Problems »
1. In the VMware snapshot thread, what is the total size of the host disk?
2. Restate the VMware snapshot thread from "To find out" to "file name contents.", swapping "datastore" for "volume".
3. Continue the VMware snapshot thread from its final sentence.

Document extract »
===

VMware Cloud Community
madajiq
Contributor
Contributor

Delete middle delta file. Snapshot removed but Delta file not consolidated due to host disk full.

Hi everyone,

I have a question regarding deleting the middle chain of delta files from the data browser.

 

These is the scenario:

 

There is a VM is taking up space due to unconsolidated delta files even after performing the "delete all" from "Manage Snapshots" due to disk full. I have tried to consolidate it while turning off the VM with 3TB of space, but still the disk usage inflated to almost fully utilized my host disk and after that, returns Error of insufficient disk and left 33Gb of free space after the long long time of consolidating process. The VM is thin-provisioned for ~5TB, but now it has almost fully utilized my host disk which has 19TB of size.

 

After delete all snapshot from "Manage Snapshot" Menu, we go through the data browser and found out that the in middle of the delta files chain, there are 2 delta vmdk file that utilizes almost 10TB of storage. Now, this server was not maintained by us previously and they probably did not perform a proper disk consolidation after performing snapshot backup.

madajiq_1-1685416129421.png

Culprits:

000004.vmdk - 4.3TB

000005.vmdk - 5.5TB

 

So coming into the question:

 

1. Can I delete the 2 delta files directly from datastore browser, without affecting the state of my machine ?

 

2. what about the probability of data loss or data corruption ?

i have read a similar post about this (https://communities.vmware.com/t5/ESXi-Discussions/Confirm-Have-4-snapshots-want-to-remove-the-2-mid...) but these are being discussed:

   (a) The data will be consolidated to the latest delta files. Assuming this will not affect the machine state.

   (b) The data will be consolidated to the parent delta files. (Confused of this explanation)

   (c) No data loss or corrupt is discussed

If I delete the 2 middle delta files and point it properly in the VMX file to fix the chain, will it be consolidated to the latest snapshot i performed without any data loss ?

 

3. Can i boot it up with latest data, only with Base Disk(_1.vmdk) and edit VMX file to point delta disk (_1-00008) to the Base Disk (_1.vmdk) directly?

 

note:

This is a discussion. I cant replicate 100% through my lab environment and just trying to understand the concept. Looking for advise from someone who have experienced this type of incident in the past. Currently the server is powered down to avoid consuming more data.

 

Thank you

 

Reply
0 Kudos
7 Replies
a_p_
Leadership
Leadership

You can't delete any files in a snapshot chain, because a snapshot contains data blocks which have changed after creating the snapshot. Deleting one of the files will result in data loss, and a corrupted snapshot chain!

To find out how much additional disk space may be required for a successful consolidation, please provide the free disk space on the datastore, and a complete file listing of the VM's files. For this run the following tow commands from within the VM's folder, and attach the resulting filelist.txt to your next reply. You can of course rename the file names in the .txt file if you want, but do this only for the VM's name, and not for additional file name contents.

df -h > filelist.txt
ls -lisa >> filelist.txt

André

madajiq
Contributor
Contributor

Hi @a_p_ ,

Thanks for replying !

I have attached the filelist.txt as request. Free disk is now ~40GB after we purge Old data from the VM, but still not enough to perform disk consolidation.

===

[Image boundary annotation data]

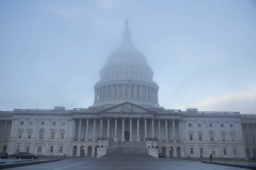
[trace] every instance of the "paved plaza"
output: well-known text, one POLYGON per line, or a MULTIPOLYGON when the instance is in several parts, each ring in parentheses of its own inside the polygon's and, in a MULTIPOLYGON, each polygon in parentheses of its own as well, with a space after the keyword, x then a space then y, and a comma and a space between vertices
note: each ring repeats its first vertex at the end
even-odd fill
POLYGON ((60 162, 12 168, 17 170, 244 170, 234 167, 211 164, 172 159, 96 158, 80 157, 60 162))

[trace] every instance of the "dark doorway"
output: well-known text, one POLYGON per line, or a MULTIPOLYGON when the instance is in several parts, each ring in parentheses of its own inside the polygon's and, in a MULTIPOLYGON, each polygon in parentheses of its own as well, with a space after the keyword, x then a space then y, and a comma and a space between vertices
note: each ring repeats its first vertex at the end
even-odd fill
POLYGON ((6 153, 6 152, 7 150, 7 146, 3 145, 3 152, 6 153))
POLYGON ((130 132, 128 131, 125 131, 125 142, 129 142, 130 139, 130 132))

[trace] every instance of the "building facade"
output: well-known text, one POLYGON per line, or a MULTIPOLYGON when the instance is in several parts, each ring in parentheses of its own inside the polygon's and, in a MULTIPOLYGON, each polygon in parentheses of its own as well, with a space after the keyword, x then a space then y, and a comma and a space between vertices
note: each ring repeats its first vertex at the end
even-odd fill
POLYGON ((256 156, 256 116, 160 106, 154 72, 131 43, 128 24, 99 72, 92 106, 0 111, 0 150, 95 156, 99 146, 120 142, 157 146, 170 157, 256 156))

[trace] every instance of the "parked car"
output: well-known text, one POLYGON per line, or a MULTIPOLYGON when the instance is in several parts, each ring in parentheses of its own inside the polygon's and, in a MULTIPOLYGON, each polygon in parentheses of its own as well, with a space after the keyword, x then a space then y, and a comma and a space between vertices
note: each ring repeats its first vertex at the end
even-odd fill
POLYGON ((16 157, 17 153, 14 153, 14 154, 9 155, 9 157, 12 158, 12 157, 16 157))
POLYGON ((158 158, 164 158, 164 154, 163 154, 163 153, 158 153, 158 158))
POLYGON ((16 156, 16 159, 37 159, 38 156, 29 152, 19 152, 16 156))
POLYGON ((8 155, 8 153, 5 152, 0 153, 0 159, 6 159, 8 158, 9 156, 8 155))

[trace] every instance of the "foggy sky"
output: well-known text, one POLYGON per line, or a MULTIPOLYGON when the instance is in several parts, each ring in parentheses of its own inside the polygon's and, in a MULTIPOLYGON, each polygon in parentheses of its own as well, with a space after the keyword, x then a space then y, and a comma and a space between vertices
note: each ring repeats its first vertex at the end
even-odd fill
POLYGON ((127 18, 166 109, 256 113, 253 0, 1 0, 0 110, 87 108, 127 18))

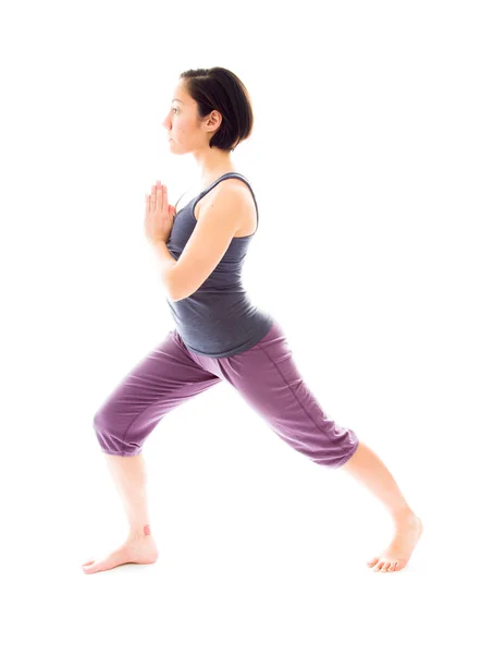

===

Responses in order »
1. 19TB

2.
To find out how much additional disk space may be required for a successful consolidation, please provide the free disk space on the volume, and a complete file listing of the VM's files. For this run the following tow commands from within the VM's folder, and attach the resulting filelist.txt to your next reply. You can of course rename the file names in the .txt file if you want, but do this only for the VM's name, and not for additional file name contents.

3.
 

However, i would like to know if you have done or perform something similar to this ?

 

  • Modify the VM configuration file (VMX) ide0:1.fileName or scsi0:1.fileName entry. Change the filename to point to the 00008 delta file,

  • Remove or rename the intermediate delta VMDK files: Delete or rename the 00004.vmdk and 00005.vmdk files to prevent the virtual machine from attempting to use them during boot-up.

  • Edit the descriptor file (VMDK): Locate the descriptor file associated with the 00003 delta file

  • Modify the parentCID: Within the descriptor file, locate the line that starts with "parentCID". Update the value to match the CID of the 00006 delta file. The CID is a unique identifier associated with each delta VMDK file. Save the changes to the descriptor file.START:

parentFileNameHint="Fisher_1-000003.vmdk"
# Extent description
RW 12582914146 SESPARSE "Fisher_1-000006-sesparse.vmdk"

END:

 

Logical :

00001.vmdk

00002.vmdk

00003.vmdk

00006.vmdk

00007.vmdk

00008.vmdk

  • Restart the virtual machine

 

 

I tried this to setup in my lab, but it cant boot up maybe due to my lacking configuration on ESXi. Is this procedure if done correctly, able to boot up the VM ?

 

 

Thank you !

Tags (1)
Reply
0 Kudos
a_p_
Leadership
Leadership

I've modified virtual disk metadata many times, but usually to fix things rather than to break them (except for break&fix tests).
Deleting any of the files in this case will result in data loss and data corruption, so this is likely not the way you want to go.

Options to get rid of these snapshots (the oldest one from 2019) are:

  1. backup the VM, delete the VM, and finally restore it from the backup
  2. temporarily free up about 1.2 TB (better a little bit more) to allow the consolidation ("Delete All") to complete

I don't know about your VMs and the uptime requirements, but I'd prefer option 2 if possible.
A successful consolidation will free up >14TB on the datastore.

André

Reply
0 Kudos
madajiq
Contributor
Contributor

"I've modified virtual disk metadata many times, but usually to fix things rather than to break them (except for break&fix tests).
Deleting any of the files in this case will result in data loss and data corruption, so this is likely not the way you want to go."

- So, in a way, if we did not worry about any data loss, we can actually execute the metadata editing?

 

and would you mind to share on how you calculated the storage space needed to allow the consolidation to complete ?

 

Thank you!

Reply
0 Kudos
a_p_
Leadership
Leadership

>>> So, in a way, if we did not worry about any data loss, we can actually execute the metadata editing?

Of course you can. In this case - assuming that the snapshot are in the sequence of their file names (should be confirmed before deleting files) - you could "revert" the VM to the state of e.g. Dec, 6 "Fisher_1-000004.vmdk", and delete the newer snapshots files 000005 though 000008, which will free up about 1,174,989,824 kB, i.e. a bit less than the possible maximum required space.

>>> how you calculated the storage space needed to allow the consolidation to complete 

The base virtual disk's .vmdk file currently consumes 5,059,914,752 kB. With a provisioned size of 6,291,457,073 kB, and snapshots that are larger than the difference between these two values, the flat file could grow up to the provisioned size.
The difference is 1,231,542,321 kB, which is about 1,23 TB.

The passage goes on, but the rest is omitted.